String to Integer (atoi), Leetcode 解题笔记

Implement atoi to convert a string to an integer.

Hint: Carefully consider all possible input cases. If you want a challenge, please do not see below and ask yourself what are the possible input cases.

Notes: It is intended for this problem to be specified vaguely (ie, no given input specs). You are responsible to gather all the input requirements up front.

这道题要考虑的情况很多,而且很多陷阱,虽然思路不难,但是不容易做对。
要考虑的情况有:
1. 空String
2. 开头的空格
3. 正负符号 陷阱:注意有可能出现”+-356″的情况
4. 最大最小值 陷阱:有可能出现”1000000001″的情况
5. 尾部的非数字字符

代码如下:

public class Solution {
    public int atoi(String str) {
        // IMPORTANT: Please reset any member data you declared, as
        // the same Solution instance will be reused for each test case.

数据部分:
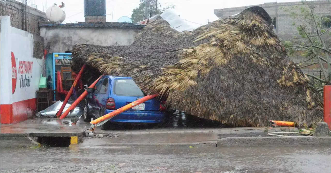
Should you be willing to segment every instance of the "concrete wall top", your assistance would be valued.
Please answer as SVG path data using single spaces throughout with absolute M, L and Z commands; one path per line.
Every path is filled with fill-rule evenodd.
M 43 60 L 35 58 L 34 38 L 11 26 L 9 16 L 0 16 L 0 123 L 27 119 L 36 108 L 36 93 L 43 74 Z M 39 58 L 39 57 L 38 57 Z
M 307 2 L 308 4 L 313 4 L 314 6 L 317 6 L 318 8 L 319 7 L 323 7 L 325 8 L 325 5 L 328 5 L 329 6 L 330 6 L 330 2 L 329 1 L 326 0 L 312 1 L 307 1 Z M 246 6 L 215 9 L 214 10 L 214 13 L 218 17 L 224 18 L 240 13 L 246 8 L 254 6 L 259 6 L 264 8 L 270 16 L 273 16 L 276 15 L 276 11 L 277 7 L 283 7 L 286 8 L 292 6 L 302 5 L 302 3 L 301 1 L 282 3 L 267 3 L 261 4 L 257 4 Z M 316 13 L 319 13 L 329 14 L 330 13 L 330 9 L 328 9 L 328 10 L 326 9 L 325 10 L 321 10 L 316 9 L 315 11 Z M 283 14 L 280 14 L 279 12 L 277 12 L 277 15 Z M 289 14 L 286 14 L 287 15 L 289 15 Z
M 49 52 L 71 51 L 74 44 L 126 46 L 134 41 L 137 28 L 52 26 L 40 28 L 40 35 Z
M 24 20 L 22 18 L 22 13 L 24 6 L 24 4 L 18 1 L 7 0 L 0 3 L 0 16 L 10 16 L 11 26 L 23 29 L 25 24 L 23 24 L 23 22 Z M 38 23 L 46 22 L 48 21 L 44 13 L 31 7 L 26 7 L 26 30 L 29 32 L 39 35 Z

任务要求 1: 列出 atoi 解题笔记中提到的所有需要考虑的情况。
任务要求 2: 关于正负符号,atoi 解题笔记提醒注意哪种陷阱情况?
任务要求 3: 用两句话概括 atoi 解题笔记。

正确结果 1: 空String;开头的空格;正负符号;最大最小值;尾部的非数字字符

正确结果 2: 有可能出现"+-356"的情况。

正确结果 3: 题目要求实现 atoi,把字符串转换为整数,并且有意不给出输入规格,需要自己事先考虑所有可能的输入情况。笔记指出这道题思路不难,但情况多、陷阱多,不容易做对,需要处理空String、开头的空格、正负符号、最大最小值和尾部的非数字字符。